과제 지시
아래 데이터 전체를 한 글자도 바꾸지 말고 옮겨 적되, 그림은 결과에서 제외하십시오.

수집된 데이터:
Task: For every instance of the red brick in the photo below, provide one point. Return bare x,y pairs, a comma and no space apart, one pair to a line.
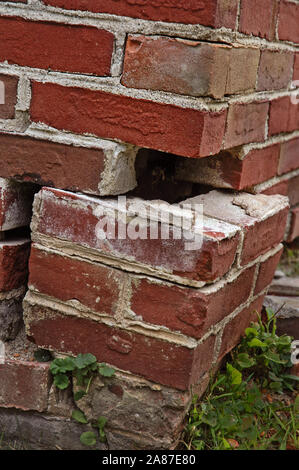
294,228
288,21
189,67
279,188
246,123
235,329
284,116
189,311
293,190
226,170
262,218
13,264
296,68
24,385
266,272
258,18
66,278
81,48
169,128
51,164
288,187
8,91
175,65
289,156
275,70
15,204
206,12
155,359
169,256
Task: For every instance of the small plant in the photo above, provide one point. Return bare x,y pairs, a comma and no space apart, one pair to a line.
250,405
84,369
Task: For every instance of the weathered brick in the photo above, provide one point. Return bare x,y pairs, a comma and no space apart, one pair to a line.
235,329
227,170
286,187
262,218
266,272
246,123
294,227
189,67
207,12
278,188
24,385
66,278
104,171
293,193
165,362
170,128
258,18
284,116
242,69
81,48
288,21
275,70
289,156
166,256
189,311
8,96
15,204
14,256
296,67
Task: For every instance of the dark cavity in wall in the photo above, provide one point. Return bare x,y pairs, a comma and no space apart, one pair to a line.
155,173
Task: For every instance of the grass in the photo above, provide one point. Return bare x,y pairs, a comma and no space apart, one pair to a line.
253,403
289,262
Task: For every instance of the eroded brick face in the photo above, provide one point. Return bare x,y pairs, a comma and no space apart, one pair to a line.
8,96
206,12
202,91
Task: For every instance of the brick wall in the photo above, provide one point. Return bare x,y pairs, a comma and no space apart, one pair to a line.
188,102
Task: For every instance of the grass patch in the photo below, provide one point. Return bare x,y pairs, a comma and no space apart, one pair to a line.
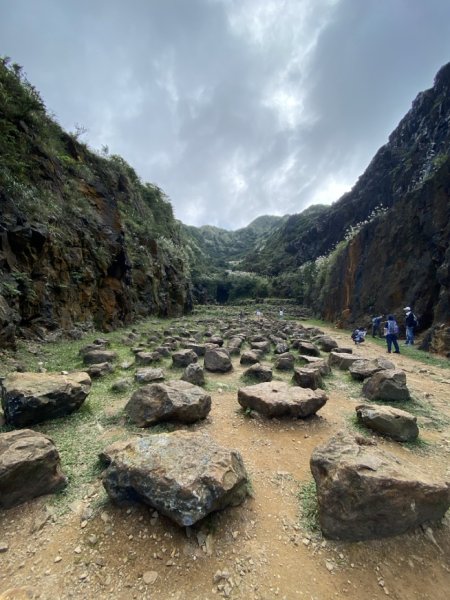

과제 출력
Task: For every instance of the red brick in the photo below, provide one point. Return bare x,y pairs, a comma and no space apart, one pair to a line.
294,228
288,21
189,67
279,188
246,123
235,329
284,116
189,311
293,190
226,170
262,218
13,264
296,68
24,385
266,272
258,18
66,278
81,48
169,128
51,164
288,187
8,91
175,65
289,156
275,70
15,204
206,12
155,359
169,256
Task: For every instance of the small plant in the photo above, provide one point. Return bare x,y pairs, a comma and no space apart, one pair to a line.
250,405
84,369
Task: For every instance of the weathered brick in the photo above, provide one point. Return bare x,y pairs, a comma and no space apart, one pair to a line.
235,329
227,170
286,187
262,218
266,272
246,123
294,227
189,67
207,12
278,188
24,385
66,278
104,171
293,193
165,362
170,128
258,18
284,116
242,69
81,48
288,21
275,70
289,156
166,256
189,311
8,96
15,204
14,256
296,67
Task: For every instance of the dark cavity in wall in the photo above, provide one point. Return bare x,y pairs, a comma and no space apart, one pair to a line.
155,173
Task: For every instance of the grass in the photo above, provide one point. Return bare x,y pairs, a comma and no space apart, one pair to a line.
253,403
289,262
Task: For every instance of the eroded brick face in the photo above, provide one point. Return bare x,y pairs, a comma and no space apart, one pair to a line.
8,96
206,12
202,91
Task: For every instance of the brick wall in the photo above, provide one point. Return bare x,y pairs, a comma and no space apart, one pair to a line.
188,102
Task: For every instance of the grass patch in the photo below, provide one point. Return bare x,y pairs, a comma and no space apart, one pair to a line.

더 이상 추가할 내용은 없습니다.